The expected output is each line below containing "target", copied in full.
+ + + + + + +
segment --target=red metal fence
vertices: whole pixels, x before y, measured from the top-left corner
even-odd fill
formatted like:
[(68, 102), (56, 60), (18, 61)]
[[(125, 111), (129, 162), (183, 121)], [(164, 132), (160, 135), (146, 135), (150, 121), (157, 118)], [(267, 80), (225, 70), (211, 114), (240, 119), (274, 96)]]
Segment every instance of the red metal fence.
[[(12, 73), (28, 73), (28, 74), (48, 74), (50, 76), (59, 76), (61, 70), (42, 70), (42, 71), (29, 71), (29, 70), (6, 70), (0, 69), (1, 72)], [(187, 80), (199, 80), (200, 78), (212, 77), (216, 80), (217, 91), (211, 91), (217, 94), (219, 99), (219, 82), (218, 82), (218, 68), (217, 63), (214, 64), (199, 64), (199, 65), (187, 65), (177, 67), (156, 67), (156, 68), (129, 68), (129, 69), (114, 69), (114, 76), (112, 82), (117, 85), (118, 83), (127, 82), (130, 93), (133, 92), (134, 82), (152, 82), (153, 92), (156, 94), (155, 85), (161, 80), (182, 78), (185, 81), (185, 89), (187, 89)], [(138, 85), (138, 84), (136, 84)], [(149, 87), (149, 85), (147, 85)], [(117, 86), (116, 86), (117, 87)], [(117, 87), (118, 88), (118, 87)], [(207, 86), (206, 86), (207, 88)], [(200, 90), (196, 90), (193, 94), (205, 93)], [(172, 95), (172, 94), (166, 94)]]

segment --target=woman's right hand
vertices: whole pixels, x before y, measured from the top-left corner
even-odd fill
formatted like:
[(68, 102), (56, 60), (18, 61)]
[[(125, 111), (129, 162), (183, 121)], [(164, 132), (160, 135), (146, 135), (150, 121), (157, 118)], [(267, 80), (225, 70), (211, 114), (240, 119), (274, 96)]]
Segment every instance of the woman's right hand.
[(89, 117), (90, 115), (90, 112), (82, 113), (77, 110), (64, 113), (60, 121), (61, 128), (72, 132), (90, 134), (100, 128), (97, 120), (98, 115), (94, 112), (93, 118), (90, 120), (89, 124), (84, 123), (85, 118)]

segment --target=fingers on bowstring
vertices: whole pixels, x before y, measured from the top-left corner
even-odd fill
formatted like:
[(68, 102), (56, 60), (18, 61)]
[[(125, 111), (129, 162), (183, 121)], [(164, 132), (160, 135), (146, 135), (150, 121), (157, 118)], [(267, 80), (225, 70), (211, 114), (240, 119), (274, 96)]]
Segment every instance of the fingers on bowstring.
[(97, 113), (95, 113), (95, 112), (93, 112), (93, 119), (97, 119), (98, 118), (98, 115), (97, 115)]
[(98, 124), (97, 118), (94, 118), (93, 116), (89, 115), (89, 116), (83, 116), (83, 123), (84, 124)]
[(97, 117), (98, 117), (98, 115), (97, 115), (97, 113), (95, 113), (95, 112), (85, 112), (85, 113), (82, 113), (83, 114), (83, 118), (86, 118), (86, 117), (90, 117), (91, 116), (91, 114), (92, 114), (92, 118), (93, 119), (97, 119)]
+ + + + + + +
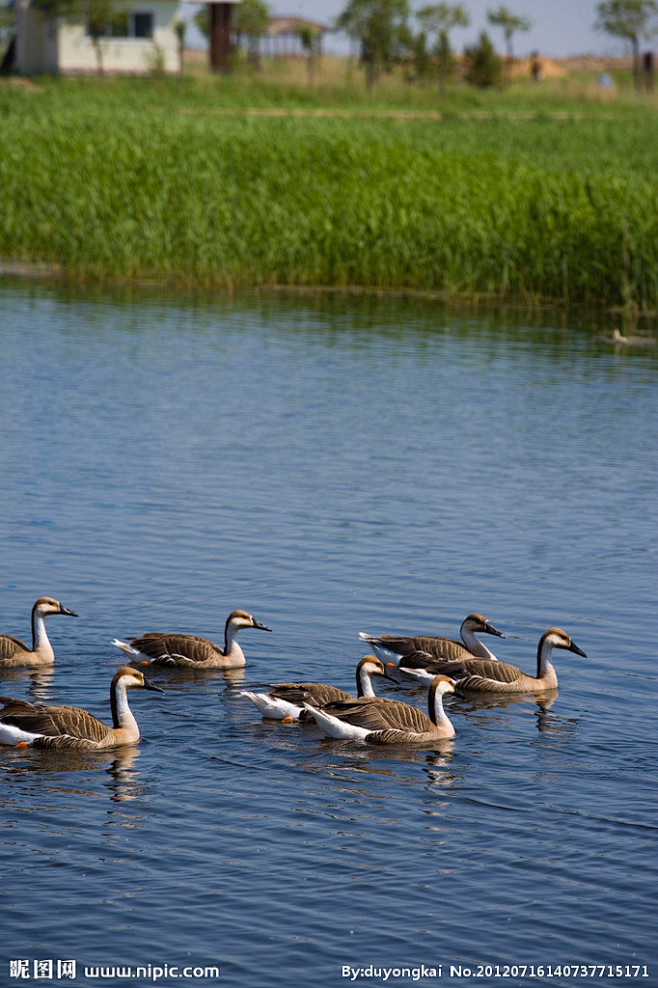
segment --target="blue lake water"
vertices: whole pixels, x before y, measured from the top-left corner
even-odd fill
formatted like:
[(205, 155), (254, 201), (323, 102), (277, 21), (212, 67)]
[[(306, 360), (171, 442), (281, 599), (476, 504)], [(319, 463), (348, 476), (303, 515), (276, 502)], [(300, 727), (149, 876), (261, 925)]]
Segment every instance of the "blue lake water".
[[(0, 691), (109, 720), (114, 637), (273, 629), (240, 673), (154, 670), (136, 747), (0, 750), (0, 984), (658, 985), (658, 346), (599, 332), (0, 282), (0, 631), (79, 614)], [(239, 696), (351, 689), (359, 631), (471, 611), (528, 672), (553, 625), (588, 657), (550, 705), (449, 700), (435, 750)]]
+ + + + + + +
Expected answer
segment --target=red metal fence
segment --target=woman's right hand
segment --target=fingers on bowstring
segment --target="blue lake water"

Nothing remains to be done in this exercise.